>>

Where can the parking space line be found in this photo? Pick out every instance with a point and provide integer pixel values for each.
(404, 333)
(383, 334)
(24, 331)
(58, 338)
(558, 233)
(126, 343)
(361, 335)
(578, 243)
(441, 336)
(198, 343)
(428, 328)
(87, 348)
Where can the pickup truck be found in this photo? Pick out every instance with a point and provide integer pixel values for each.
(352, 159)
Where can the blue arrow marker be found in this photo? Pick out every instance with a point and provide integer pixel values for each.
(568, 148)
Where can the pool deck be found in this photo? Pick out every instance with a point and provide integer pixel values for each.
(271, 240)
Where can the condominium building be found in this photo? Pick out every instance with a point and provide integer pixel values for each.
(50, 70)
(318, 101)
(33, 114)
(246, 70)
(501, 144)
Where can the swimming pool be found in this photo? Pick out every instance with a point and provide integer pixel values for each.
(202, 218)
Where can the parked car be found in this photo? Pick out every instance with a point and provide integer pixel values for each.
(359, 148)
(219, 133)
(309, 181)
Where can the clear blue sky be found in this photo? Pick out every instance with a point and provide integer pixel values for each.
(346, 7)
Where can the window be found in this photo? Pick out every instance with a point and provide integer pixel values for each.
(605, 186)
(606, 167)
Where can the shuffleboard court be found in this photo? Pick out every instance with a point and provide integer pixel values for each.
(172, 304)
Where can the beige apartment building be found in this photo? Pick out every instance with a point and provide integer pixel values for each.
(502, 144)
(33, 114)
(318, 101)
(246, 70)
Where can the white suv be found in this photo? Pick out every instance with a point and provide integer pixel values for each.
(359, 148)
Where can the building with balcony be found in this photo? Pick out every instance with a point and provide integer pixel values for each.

<<

* Exercise aim
Swap every "Pick out" in the records above for "Mark", then write out all the lines again with nothing else changed.

* Expected answer
Where can the parking space line be found in this photo? Mark every instance with a point and provide integer pixel values for each.
(404, 333)
(383, 334)
(24, 331)
(58, 338)
(558, 233)
(126, 343)
(361, 335)
(578, 243)
(441, 336)
(198, 343)
(428, 328)
(87, 348)
Where can the pickup truck be found in this photo? Mark every instance with a point and provide integer pixel values for each.
(352, 159)
Where can the blue arrow marker be found in this photo? Mark every instance with a point and provide integer pixel values for each.
(568, 148)
Where can the pool deck be found in this photo? Mark every instance with a point and provide integer pixel values for each.
(271, 240)
Where can the condominium building be found in this photo? Mark every instance with a point and provide integer pixel values for each.
(50, 70)
(318, 101)
(33, 114)
(246, 70)
(501, 144)
Where can the swimming pool be found in this photo? Mark every instance with a point and provide integer pixel values for each.
(202, 218)
Where can the parked car be found in this photo? Mark every instance with a point and provide integer pixel values for each.
(359, 148)
(219, 133)
(309, 181)
Where can the clear blue sky be found in this photo? Mark every instance with a point and provide integer pixel values for each.
(346, 7)
Where can the window be found in this photo? Mark every instance with a point and provide integer pixel values for each.
(605, 186)
(606, 167)
Where can the shuffleboard court be found in this photo? Mark every instance with a point and provide integer pixel values for each.
(172, 304)
Where can the beige apartment building be found in this photo? Mark every instance with a point and provide integer pixel values for each.
(502, 144)
(33, 114)
(318, 101)
(246, 70)
Where can the white suv be found in this photo? Mark every instance with a point and provide integer pixel values for each.
(359, 148)
Where can the building with balcony be found in this photo? Mark every instance with a point and provide integer pixel values for each.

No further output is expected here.